## REQUIRED TASK
Extract each line of the data and write it out again exactly.
* start EXCERPTED DATA *
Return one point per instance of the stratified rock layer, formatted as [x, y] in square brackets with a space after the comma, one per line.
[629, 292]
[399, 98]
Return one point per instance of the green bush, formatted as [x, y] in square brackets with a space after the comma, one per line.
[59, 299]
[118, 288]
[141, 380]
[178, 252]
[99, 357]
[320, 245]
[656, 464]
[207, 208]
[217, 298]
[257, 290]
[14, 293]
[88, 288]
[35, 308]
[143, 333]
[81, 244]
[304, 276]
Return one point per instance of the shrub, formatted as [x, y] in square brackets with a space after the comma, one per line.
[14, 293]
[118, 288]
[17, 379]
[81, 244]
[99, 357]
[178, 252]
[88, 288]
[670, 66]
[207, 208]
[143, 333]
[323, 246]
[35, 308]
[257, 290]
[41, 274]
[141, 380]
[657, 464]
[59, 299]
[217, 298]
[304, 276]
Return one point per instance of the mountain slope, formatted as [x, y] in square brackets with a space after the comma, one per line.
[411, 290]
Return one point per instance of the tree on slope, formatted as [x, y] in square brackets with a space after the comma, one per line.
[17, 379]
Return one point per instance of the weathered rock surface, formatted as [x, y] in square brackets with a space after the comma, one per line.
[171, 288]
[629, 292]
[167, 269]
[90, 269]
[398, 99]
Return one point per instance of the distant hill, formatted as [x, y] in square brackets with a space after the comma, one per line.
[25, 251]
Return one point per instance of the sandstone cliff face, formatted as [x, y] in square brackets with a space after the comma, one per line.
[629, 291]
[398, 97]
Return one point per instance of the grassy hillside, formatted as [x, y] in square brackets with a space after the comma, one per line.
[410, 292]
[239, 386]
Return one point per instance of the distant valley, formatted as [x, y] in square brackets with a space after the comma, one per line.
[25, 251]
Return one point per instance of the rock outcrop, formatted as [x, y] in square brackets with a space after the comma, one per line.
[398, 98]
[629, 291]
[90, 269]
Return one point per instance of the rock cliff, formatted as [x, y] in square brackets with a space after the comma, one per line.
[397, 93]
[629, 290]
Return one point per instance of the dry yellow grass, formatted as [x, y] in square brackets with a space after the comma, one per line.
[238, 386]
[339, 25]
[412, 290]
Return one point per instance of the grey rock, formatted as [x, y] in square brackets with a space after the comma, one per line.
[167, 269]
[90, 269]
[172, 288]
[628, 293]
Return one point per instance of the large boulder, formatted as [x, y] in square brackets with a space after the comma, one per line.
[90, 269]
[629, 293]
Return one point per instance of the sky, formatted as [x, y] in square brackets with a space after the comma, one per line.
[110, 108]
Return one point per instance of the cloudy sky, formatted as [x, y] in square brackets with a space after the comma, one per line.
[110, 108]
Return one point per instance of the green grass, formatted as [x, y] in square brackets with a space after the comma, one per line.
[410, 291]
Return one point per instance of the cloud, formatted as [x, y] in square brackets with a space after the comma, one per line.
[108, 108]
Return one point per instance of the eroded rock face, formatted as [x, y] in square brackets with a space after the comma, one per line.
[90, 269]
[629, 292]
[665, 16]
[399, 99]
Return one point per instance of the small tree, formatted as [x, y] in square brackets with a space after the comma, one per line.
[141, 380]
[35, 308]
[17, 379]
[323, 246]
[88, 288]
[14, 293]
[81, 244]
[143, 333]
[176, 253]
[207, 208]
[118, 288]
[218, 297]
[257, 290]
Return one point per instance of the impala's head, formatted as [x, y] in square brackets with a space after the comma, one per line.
* end EXCERPTED DATA *
## THE SOLUTION
Return one point per instance of the stratified rock layer, formatted as [x, y] in square brackets with a space after the comma, one per line.
[629, 292]
[399, 98]
Return one point per instance of the green bush, formatted as [x, y] in square brackets with a space after the comma, one per line.
[59, 299]
[118, 288]
[141, 380]
[178, 252]
[99, 357]
[320, 245]
[656, 464]
[207, 208]
[217, 298]
[257, 290]
[14, 293]
[88, 288]
[35, 308]
[143, 333]
[81, 244]
[304, 276]
Return one point per instance of the shrub, formatted as [x, y] in square brackets with a space after the comma, one per line.
[14, 293]
[118, 288]
[17, 379]
[81, 244]
[99, 357]
[178, 252]
[88, 288]
[670, 66]
[207, 208]
[143, 333]
[323, 246]
[35, 308]
[257, 290]
[41, 274]
[141, 380]
[657, 464]
[59, 299]
[217, 298]
[304, 276]
Return one point per instance of the mountain slope, formatted as [x, y] in square brackets with a space after the comma, one per line.
[411, 290]
Return one point per instance of the tree on slope, formatted as [x, y] in square brackets with a space after the comma, one per line.
[17, 379]
Return one point per instance of the weathered rock surface, formatted as [x, y] in square brackets with a space after the comma, one per line.
[171, 288]
[629, 292]
[167, 269]
[90, 269]
[398, 99]
Return one point per instance of the distant hill, formatted as [x, y] in square brackets with a space after the comma, one per line.
[25, 251]
Return one point per instance of the sandstone cliff face, formatted as [x, y] in square brackets with a space after the comma, one per line.
[629, 291]
[398, 97]
Return one point per instance of the grassy hillside, formatted as [x, y] in square brackets with a space after the comma, one per line.
[410, 292]
[239, 386]
Return one point per instance of the distant valley, formatted as [x, y] in square brackets with a space after the comma, one per line.
[25, 251]
Return one point per instance of the rock outcrop, formatted as [x, y] in square brackets with a space after the comma, one per line.
[398, 98]
[629, 291]
[90, 269]
Return one point per instance of the rock cliff, formatted as [x, y] in square brackets with a space after the comma, one per line.
[397, 93]
[629, 290]
Return one point per instance of the dry yellow grass, formatted as [x, y] in square brackets with a space after the comma, one per line.
[238, 386]
[339, 25]
[412, 290]
Return one point per instance of the grey rock, formatted as [x, y] in square brackets with a space after the comma, one per line.
[167, 269]
[90, 269]
[172, 288]
[628, 293]
Return one point per instance of the large boulder, formatted as [x, y] in square brackets with a space after the comma, one per line.
[90, 269]
[629, 293]
Return one point per instance of the sky, formatted as [x, y] in square brackets with a space after the comma, one per line.
[110, 108]
Return one point per instance of the cloudy sky, formatted as [x, y] in square brackets with a space after the comma, one per line.
[110, 108]
Return one point per instance of the green grass, formatted as [x, y] in square brackets with a space after the comma, one per line.
[410, 291]
Return one point per instance of the cloud, formatted as [x, y] in square brackets with a space after the comma, one per line.
[108, 108]
Return one point per instance of the eroded rock face, formatted as [x, y] in square brackets with a space after the comma, one per line.
[90, 269]
[629, 292]
[665, 16]
[399, 99]
Return one point per instance of the small tree, formatted as [x, y] in square brackets with a space after the comma, one per line.
[141, 380]
[35, 308]
[17, 379]
[323, 246]
[88, 288]
[14, 293]
[81, 244]
[143, 333]
[176, 253]
[207, 208]
[118, 288]
[218, 297]
[257, 290]
Return one point per instance of the impala's head, formatted as [x, y] in square brackets with a space after the comma, one per line.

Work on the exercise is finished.